#### [Written task]
Go through the listing below and pull out every line that contains the string "flip". Matching is case-sensitive.

#### [Provided records]
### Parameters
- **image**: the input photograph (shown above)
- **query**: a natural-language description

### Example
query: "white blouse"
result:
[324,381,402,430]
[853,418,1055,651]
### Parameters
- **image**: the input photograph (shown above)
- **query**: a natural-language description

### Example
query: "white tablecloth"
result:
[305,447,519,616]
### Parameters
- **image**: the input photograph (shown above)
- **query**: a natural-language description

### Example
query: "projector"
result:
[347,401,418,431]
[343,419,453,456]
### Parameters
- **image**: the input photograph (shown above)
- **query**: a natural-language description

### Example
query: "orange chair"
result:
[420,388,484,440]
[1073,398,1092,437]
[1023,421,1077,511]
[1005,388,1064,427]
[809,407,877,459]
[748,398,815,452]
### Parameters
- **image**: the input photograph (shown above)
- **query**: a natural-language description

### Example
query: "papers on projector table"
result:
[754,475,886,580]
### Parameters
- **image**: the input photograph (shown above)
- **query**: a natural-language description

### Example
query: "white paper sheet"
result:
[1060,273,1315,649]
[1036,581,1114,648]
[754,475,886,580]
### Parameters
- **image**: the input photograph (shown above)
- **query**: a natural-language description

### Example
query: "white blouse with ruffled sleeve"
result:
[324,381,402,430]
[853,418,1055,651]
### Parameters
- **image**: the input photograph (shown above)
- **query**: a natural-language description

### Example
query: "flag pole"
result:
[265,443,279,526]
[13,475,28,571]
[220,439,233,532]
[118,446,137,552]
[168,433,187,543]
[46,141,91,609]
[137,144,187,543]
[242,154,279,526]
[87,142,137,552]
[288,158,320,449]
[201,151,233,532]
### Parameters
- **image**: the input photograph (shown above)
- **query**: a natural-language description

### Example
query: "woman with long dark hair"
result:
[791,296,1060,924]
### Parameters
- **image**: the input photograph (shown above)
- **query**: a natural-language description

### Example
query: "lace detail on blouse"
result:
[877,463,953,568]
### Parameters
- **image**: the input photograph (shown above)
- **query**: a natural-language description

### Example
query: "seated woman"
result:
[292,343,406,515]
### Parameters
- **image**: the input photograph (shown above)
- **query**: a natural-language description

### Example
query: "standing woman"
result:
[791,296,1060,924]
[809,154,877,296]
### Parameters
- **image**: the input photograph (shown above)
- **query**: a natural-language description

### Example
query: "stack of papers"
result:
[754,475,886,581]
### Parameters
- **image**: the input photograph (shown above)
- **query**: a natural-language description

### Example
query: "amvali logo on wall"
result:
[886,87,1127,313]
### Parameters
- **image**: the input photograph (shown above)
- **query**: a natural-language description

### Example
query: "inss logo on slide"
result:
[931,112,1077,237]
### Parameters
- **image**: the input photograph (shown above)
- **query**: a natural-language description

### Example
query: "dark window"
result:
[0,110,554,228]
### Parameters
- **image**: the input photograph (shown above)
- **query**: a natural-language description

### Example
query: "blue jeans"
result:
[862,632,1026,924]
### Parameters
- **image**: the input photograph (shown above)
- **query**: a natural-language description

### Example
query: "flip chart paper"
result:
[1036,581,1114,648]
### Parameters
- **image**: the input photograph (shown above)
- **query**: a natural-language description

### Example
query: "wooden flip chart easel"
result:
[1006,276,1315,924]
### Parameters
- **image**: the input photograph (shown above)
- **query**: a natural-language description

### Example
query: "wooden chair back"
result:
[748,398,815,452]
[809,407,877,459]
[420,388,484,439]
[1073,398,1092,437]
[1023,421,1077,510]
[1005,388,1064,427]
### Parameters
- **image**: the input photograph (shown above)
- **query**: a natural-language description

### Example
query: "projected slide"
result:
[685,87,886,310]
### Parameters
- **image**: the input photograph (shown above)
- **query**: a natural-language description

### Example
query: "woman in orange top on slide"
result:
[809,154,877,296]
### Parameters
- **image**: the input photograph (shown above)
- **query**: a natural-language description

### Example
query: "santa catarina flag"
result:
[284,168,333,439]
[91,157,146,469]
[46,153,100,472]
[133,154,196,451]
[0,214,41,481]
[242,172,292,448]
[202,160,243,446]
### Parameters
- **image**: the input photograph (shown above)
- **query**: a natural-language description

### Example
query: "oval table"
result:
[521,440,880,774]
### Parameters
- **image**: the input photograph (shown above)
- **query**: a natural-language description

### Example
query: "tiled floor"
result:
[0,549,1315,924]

#### [Result]
query: "flip chart paper"
query: "wooden flip chart easel"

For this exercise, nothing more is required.